[Entradas guardadas]
────────────────────
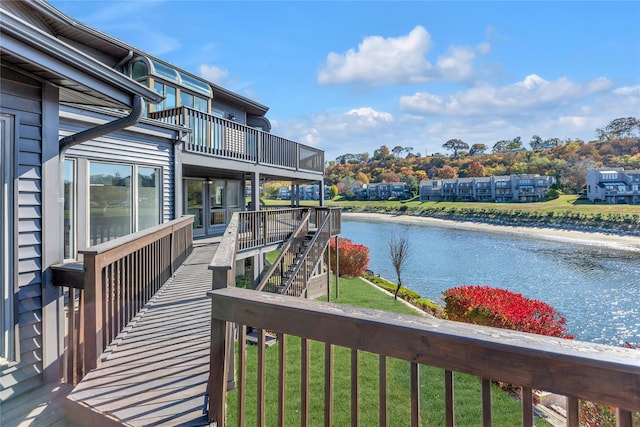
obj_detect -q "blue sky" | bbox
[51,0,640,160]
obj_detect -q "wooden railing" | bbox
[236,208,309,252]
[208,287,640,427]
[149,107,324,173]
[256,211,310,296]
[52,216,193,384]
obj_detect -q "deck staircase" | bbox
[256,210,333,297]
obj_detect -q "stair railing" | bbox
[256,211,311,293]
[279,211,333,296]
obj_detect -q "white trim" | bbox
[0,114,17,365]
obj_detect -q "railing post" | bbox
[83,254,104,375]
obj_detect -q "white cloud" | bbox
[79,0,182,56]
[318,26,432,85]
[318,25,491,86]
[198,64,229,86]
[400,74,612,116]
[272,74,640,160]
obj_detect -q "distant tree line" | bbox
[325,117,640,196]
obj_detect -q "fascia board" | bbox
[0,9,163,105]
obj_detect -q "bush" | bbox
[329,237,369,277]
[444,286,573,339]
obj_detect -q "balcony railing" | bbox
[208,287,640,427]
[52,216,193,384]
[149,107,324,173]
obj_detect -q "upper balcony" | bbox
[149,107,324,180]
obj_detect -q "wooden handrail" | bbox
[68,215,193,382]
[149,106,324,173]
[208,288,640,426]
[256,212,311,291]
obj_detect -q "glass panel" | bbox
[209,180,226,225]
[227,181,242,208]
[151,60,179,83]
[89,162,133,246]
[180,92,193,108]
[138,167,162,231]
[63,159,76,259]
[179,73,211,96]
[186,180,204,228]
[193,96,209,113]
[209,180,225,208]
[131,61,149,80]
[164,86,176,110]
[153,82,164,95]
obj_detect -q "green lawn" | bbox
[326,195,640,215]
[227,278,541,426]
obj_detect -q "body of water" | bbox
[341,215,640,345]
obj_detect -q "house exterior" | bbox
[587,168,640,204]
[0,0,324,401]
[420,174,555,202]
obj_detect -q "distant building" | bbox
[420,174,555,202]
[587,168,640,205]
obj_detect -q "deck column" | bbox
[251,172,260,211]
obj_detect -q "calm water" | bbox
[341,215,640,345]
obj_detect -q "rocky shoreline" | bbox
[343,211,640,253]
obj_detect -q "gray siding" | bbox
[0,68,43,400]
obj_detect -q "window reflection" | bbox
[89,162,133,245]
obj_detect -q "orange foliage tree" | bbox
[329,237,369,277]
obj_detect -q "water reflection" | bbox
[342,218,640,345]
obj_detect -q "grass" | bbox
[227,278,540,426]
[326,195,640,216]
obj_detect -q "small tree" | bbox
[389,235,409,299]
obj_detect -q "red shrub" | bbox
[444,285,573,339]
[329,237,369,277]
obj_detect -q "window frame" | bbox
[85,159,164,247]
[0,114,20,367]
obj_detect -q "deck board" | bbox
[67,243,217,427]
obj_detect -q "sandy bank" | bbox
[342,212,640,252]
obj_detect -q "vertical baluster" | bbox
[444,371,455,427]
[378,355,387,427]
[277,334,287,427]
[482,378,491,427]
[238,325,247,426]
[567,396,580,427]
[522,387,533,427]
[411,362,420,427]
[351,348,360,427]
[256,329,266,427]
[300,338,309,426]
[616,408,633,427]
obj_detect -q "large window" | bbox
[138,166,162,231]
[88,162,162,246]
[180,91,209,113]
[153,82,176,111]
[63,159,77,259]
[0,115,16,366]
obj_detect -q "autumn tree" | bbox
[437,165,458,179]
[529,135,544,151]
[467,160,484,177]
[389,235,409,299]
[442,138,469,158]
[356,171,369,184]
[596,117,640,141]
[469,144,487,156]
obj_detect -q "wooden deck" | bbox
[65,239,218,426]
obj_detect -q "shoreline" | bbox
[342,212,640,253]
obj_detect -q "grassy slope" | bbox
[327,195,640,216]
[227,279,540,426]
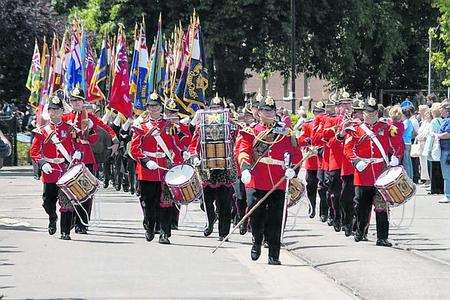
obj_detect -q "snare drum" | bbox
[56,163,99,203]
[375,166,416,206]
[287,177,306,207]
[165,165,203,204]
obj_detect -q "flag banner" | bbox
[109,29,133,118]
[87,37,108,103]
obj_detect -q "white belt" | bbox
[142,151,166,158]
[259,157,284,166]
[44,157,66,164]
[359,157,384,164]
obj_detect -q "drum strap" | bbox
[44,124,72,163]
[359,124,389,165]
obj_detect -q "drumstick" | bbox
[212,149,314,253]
────────────────────
Enunciado: ¿Puedes filtrar las entradas guardadas y copiar cada línea que contenga la cadena "shoreline"? Se distingue entre mayúsculas y minúsculas.

Solución detallada:
obj_detect -q "rocky shoreline" | bbox
obj_detect -q "shoreline" | bbox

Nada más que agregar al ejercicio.